=== GIVEN PASSAGE ===

But challenges remain. Farming technology is obsolete, making for low productivity and high post-harvest losses. There is also limited technical capacity and poor access to inputs and credit, particularly in the eastern provinces of Granma, Guantánamo, Holguín, Las Tunas and Santiago de Cuba, where development rates are the lowest in the country.

Cuba is highly prone to tropical storms, hurricanes, heavy rainfalls, drought and occasional earthquakes. Over the last eight years, climate hazards have caused more than USD 20 billion in losses, damaging the economy in general and food security in particular. 

Between 2014 and 2015, a severe drought caused water shortages for 1.2 million people. Food supplies dwindled and prices rose. Since the beginning of 2016, by contrast, food production has been hit by heavy rains blamed on El Niño.

Although Cuba’s civil protection system works well in the face of climate hazards, resilience would benefit from greater attention to food security and nutrition in the preparedness and response system.

What the World Food Programme is doing in Cuba

Nutrition
WFP supports national food-related safety programmes targeted at schoolchildren, pregnant and nursing women and elderly people, including through iron supplementation, food fortification and diversification for children under 2 and pregnant or nursing women. WFP is also strengthening capacities for nutritional education and interventions, including through adequate dissemination and use of data collected via the national Food Security and Nutrition Monitoring System.

===

*WORK TO DO*. Please reproduce the whole passage on food security in Cuba word for word. The lines that come next have no connection to the passage on food security in Cuba.

=== DATASET EXTRACT ===

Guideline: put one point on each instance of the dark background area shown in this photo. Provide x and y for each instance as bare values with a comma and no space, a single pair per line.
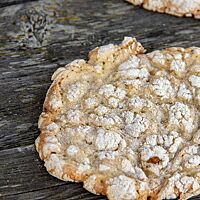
37,37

===

*FINAL ANSWER*.
But challenges remain. Farming technology is obsolete, making for low productivity and high post-harvest losses. There is also limited technical capacity and poor access to inputs and credit, particularly in the eastern provinces of Granma, Guantánamo, Holguín, Las Tunas and Santiago de Cuba, where development rates are the lowest in the country.

Cuba is highly prone to tropical storms, hurricanes, heavy rainfalls, drought and occasional earthquakes. Over the last eight years, climate hazards have caused more than USD 20 billion in losses, damaging the economy in general and food security in particular. 

Between 2014 and 2015, a severe drought caused water shortages for 1.2 million people. Food supplies dwindled and prices rose. Since the beginning of 2016, by contrast, food production has been hit by heavy rains blamed on El Niño.

Although Cuba’s civil protection system works well in the face of climate hazards, resilience would benefit from greater attention to food security and nutrition in the preparedness and response system.

What the World Food Programme is doing in Cuba

Nutrition
WFP supports national food-related safety programmes targeted at schoolchildren, pregnant and nursing women and elderly people, including through iron supplementation, food fortification and diversification for children under 2 and pregnant or nursing women. WFP is also strengthening capacities for nutritional education and interventions, including through adequate dissemination and use of data collected via the national Food Security and Nutrition Monitoring System.